## THE EXERCISE
Count the lines in the listing below that contain the word "mask". Reply with that number only.

## DATA ROWS
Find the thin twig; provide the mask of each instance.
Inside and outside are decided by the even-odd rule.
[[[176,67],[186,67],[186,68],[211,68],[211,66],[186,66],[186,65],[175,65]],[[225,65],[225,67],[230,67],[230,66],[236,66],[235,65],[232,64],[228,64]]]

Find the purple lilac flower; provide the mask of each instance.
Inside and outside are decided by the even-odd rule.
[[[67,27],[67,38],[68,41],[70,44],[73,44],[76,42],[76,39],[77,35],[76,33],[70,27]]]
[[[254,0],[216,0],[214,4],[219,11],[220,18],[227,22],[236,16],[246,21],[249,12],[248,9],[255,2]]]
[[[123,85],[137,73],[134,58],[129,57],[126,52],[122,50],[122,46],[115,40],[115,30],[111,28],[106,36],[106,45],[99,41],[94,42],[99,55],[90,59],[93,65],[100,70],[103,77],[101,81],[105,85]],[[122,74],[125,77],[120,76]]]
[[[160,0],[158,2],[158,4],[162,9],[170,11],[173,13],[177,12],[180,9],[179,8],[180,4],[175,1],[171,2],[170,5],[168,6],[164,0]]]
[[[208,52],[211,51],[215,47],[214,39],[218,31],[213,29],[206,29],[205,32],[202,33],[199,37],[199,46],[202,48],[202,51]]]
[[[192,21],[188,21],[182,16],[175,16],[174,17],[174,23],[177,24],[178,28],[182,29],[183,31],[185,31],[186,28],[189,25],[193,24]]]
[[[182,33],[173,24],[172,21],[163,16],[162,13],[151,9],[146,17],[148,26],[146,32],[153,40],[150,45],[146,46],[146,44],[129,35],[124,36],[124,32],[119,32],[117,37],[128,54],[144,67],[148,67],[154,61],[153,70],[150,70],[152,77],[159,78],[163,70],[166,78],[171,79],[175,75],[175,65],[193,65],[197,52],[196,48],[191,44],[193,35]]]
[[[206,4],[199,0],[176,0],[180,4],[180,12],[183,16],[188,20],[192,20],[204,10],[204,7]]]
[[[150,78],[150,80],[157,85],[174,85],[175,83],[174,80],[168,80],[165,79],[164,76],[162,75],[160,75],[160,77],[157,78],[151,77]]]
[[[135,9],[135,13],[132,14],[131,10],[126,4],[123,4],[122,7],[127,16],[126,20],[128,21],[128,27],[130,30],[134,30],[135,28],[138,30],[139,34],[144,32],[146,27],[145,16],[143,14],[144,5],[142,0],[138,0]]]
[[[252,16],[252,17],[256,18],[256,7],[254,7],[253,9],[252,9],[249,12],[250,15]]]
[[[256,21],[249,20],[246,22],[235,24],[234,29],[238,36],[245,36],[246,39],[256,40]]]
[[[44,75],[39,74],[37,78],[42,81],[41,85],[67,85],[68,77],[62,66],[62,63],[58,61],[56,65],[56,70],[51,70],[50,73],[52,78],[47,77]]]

## THE OUTPUT
2